GIVEN EXERCISE 1:
Print the part of the MySQL CPU troubleshooting text from "was responsible for" up to and including "WHERE status = ?", copying it word for word.

PAGE EXTRACT:

-*-*-

The original issue - CPU usage at almost 100% during application use

It’s important to understand where the CPU time is being consumed: user space, system space, iowait, and so on. Here we can see that CPU usage was hitting almost 100% and the majority of the time was being spent on user space. In other words, the time the CPU was executing user code, such as MySQL. Once we determined that the time was being spent on user space, we could discard other possible issues. For example, we could eliminate the possibility that a high amount of threads were competing for CPU resources, since that would cause an increase in context switches, which in turn would be taken care of by the kernel – system space.

With that we decided to look into MySQL metrics.

MySQL

Thread activity graph in PMM for MySQL

Queries per second

As expected, there weren’t a lot of threads running—10 on average—and MySQL wasn’t being hammered with questions/transactions. It was running from 500 to 800 QPS (queries per second). Next step was to check the type of workload that was running on the instance:

All the commands are of a SELECT type, in red in this graph

In red we can see that almost all commands are SELECTS. With that in mind, we checked the handlers using 

SHOW STATUS LIKE 'Handler%'

 to verify if those selects were doing an index scan, a full table scan or what.

Showing that the query was a full table scan

Blue in this graph represents

Handler_read_rnd_next

 , which is the counter MySQL increments every time it reads a row when it’s doing a full table scan. Bingo!!! Around 350 selects were reading 2.5 million rows. But wait—why was this causing CPU issues rather than IO issues? If you refer to the first graph (CPU graph) we cannot see iowait.

That is because the data was stored in the InnoDB Buffer Pool, so instead of having to read those 2.5M rows per second from disk, it was fetching them from memory. The stress had moved from disk to CPU. Now that we identified that the issue had been caused by some queries or query, we went to QAN to verify the queries and check their status:

identifying the long running query in QAN

First query, a

SELECT

  on table 

store.clients

 was responsible for 98% of the load and was executing in 20+ seconds.

The initial query load

EXPLAIN confirmed our suspicions. The query was accessing the table using type ALL, which is the last type we want as it means “Full Table Scan”. Taking a look into the fingerprint of the query, we identified that it was a simple query:

Fingerprint of query
Indexes on table did not include a key column

The query was filtering clients based on the status field

SELECT * FROM store.clients WHERE status = ?

 As shown in the indexes, that column was not indexed. Talking with the customer, this turned out to be a query that was introduced as part of a new software release.

-*-*-

GIVEN EXERCISE 2:
Update the rows from their first line up to and including the line with "M 124 57 L 124", replacing "red painted metal section" with "red steel lattice section" and leaving everything else unchanged. Give only those lines.

-*-*-

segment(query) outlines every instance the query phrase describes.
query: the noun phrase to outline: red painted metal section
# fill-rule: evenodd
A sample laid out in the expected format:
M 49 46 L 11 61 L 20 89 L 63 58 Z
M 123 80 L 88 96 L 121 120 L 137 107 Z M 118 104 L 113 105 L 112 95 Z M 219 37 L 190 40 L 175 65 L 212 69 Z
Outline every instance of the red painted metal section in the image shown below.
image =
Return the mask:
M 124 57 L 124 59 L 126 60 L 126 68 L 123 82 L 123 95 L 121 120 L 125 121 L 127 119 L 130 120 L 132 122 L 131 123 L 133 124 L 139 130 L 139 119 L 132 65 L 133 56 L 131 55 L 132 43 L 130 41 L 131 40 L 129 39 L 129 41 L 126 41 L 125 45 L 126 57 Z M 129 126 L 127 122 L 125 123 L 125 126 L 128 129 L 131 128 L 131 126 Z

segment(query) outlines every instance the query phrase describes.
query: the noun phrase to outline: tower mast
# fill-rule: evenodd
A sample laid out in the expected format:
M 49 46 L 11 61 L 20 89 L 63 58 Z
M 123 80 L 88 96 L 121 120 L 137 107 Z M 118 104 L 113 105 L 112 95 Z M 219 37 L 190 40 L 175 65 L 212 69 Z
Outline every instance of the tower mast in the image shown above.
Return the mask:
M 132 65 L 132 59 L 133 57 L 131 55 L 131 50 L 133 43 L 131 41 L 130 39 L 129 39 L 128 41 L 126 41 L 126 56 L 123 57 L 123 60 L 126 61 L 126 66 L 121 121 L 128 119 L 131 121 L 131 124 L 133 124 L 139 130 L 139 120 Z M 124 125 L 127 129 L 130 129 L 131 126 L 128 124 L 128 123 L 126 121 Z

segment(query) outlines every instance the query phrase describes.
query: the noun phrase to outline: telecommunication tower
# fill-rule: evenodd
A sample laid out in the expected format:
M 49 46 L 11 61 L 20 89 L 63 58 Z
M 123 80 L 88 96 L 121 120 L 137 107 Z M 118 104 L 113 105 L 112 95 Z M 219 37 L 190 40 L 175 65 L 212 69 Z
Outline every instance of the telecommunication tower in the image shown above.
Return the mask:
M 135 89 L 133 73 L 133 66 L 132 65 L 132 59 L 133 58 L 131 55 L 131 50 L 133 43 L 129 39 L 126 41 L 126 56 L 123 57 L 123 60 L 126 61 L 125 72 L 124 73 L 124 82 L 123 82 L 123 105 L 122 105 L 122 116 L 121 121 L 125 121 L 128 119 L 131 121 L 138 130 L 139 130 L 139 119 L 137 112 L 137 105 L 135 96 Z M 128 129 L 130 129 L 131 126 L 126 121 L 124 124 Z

-*-*-

CORRECT OUTPUT 1:
was responsible for 98% of the load and was executing in 20+ seconds.

The initial query load

EXPLAIN confirmed our suspicions. The query was accessing the table using type ALL, which is the last type we want as it means “Full Table Scan”. Taking a look into the fingerprint of the query, we identified that it was a simple query:

Fingerprint of query
Indexes on table did not include a key column

The query was filtering clients based on the status field

SELECT * FROM store.clients WHERE status = ?

CORRECT OUTPUT 2:
segment(query) outlines every instance the query phrase describes.
query: the noun phrase to outline: red steel lattice section
# fill-rule: evenodd
A sample laid out in the expected format:
M 49 46 L 11 61 L 20 89 L 63 58 Z
M 123 80 L 88 96 L 121 120 L 137 107 Z M 118 104 L 113 105 L 112 95 Z M 219 37 L 190 40 L 175 65 L 212 69 Z
Outline every instance of the red steel lattice section in the image shown below.
image =
Return the mask:
M 124 57 L 124 59 L 126 60 L 126 68 L 123 82 L 123 95 L 121 120 L 125 121 L 127 119 L 130 120 L 132 122 L 131 123 L 133 124 L 139 130 L 139 119 L 132 65 L 133 56 L 131 55 L 132 43 L 130 41 L 131 40 L 129 39 L 129 41 L 126 41 L 125 45 L 126 57 Z M 129 126 L 127 122 L 125 123 L 125 126 L 128 129 L 131 128 L 131 126 Z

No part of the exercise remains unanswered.